ARTICLE:
§ §

Compétences contemporaines… Et si tout avait changé?

Lundi 9 mars 2020

Les compétences d’hier ne sont pas celle d’aujourd’hui, tout comme les compétences d’aujourd’hui ne sont pas celles de demain. Les savoir-faire évoluent, les compétences ne sont plus les mêmes. Dès lors, pourquoi l’ancrage dans les savoirs académiques reste toujours de mise dans une société où la technologie influence de plus en plus les compétences techniques et les métiers?

Les changements économiques, sociaux, politiques et mondiaux influencent les métiers et les compétences à acquérir. Dans ce système, l’école, les universités (Hautes Écoles comprises) et tout autre programme d’apprentissage, doivent intégrer les besoins de notre époque. En tant que préparateurs à la vie active; ils remplissent une mission fondamentale auprès des jeunes: les pousser à développer des capacités et compétences leur permettant de choisir une voie professionnelle épanouissante et qui réponde, dans la mesure du possible, aux demandes du secteur de l’emploi. Or, l’écart entre les compétences acquises par les jeunes à l’école et celles dont ils ont besoin sur le terrain de l’emploi se creuse de manière dramatique. Selon le rapport du Forum économique mondial New Vision for Education de 2016[1], «l’apprentissage traditionnel ne permet plus aux élèves d’acquérir les connaissances dont ils ont besoin pour s’épanouir professionnellement et de réussir dans l’économie numérique en constante évolution.»[2] Dès lors, les diplômes ne suffisent plus aux jeunes pour avoir un travail satisfaisant! Par ailleurs, même si les connaissances académiques restent toujours de mises dans la recherche d’emploi, les recruteurs observent et scrutent plus que jamais la personnalité et les capacités d’innovation des postulant·e·s. Avoir un diplôme universitaire n’est donc plus le sésame de la réussite professionnelle. Où est-ce que le bât blesse? Comment en est-on arrivé là?

§ §

BLOC DE DONNÉES:
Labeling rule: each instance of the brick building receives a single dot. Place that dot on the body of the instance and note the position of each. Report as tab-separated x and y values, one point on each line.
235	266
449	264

§ §

CONSIGNES:
1. Pouvez-vous réécrire plus brièvement le paragraphe de l'article sur les compétences contemporaines qui commence par « Les changements économiques, sociaux », en gardant ses faits principaux ?
2. Pouvez-vous prolonger l'article sur les compétences contemporaines à partir de sa dernière phrase ?
Le listing provient d'une source distincte.

RÉPONSES:
1. Les changements économiques, sociaux, politiques et mondiaux transforment les métiers et les compétences à acquérir. L'école, les universités (Hautes Écoles comprises) et les autres programmes d'apprentissage préparent les jeunes à la vie active. Ils doivent donc intégrer les besoins de l'époque pour les aider à choisir une voie professionnelle épanouissante et adaptée, autant que possible, aux demandes de l'emploi. Pourtant, l'écart entre les compétences acquises à l'école et celles exigées sur le terrain se creuse de manière dramatique. Selon le rapport New Vision for Education du Forum économique mondial (2016), l'apprentissage traditionnel ne donne plus aux élèves les connaissances nécessaires pour réussir dans l'économie numérique. Le diplôme ne suffit plus : les connaissances académiques comptent toujours, mais les recruteurs scrutent davantage la personnalité et les capacités d'innovation des postulant·e·s. Où est le problème, et comment en est-on arrivé là ?

2.
Un modèle scolaire désuet

L’école contemporaine est ancrée dans une vision des savoirs et des besoins sociaux élaborée à la fin du XIXe siècle et qui se base sur un système pyramidal favorisant la réussite individuelle et la compétition entre élèves. Comme le souligne François Taddéi[3], le modèle scolaire classique tend à privilégier le travail individuel au collectif, «réussir, ça n’est pas seulement apprendre des choses ou surmonter des difficultés, c’est être classé parmi les premiers, car c’est ainsi qu’on accède aux écoles d’élite»[4]. Ce modèle compétitif est aujourd’hui obsolète et de moins en moins en adéquation avec le monde du travail pour deux raisons. Tout d’abord il ne permet pas de mettre en perspective les divers talents et intelligences multiples des élèves. Ensuite, il ne répond plus aux demandes du secteur de l’emploi.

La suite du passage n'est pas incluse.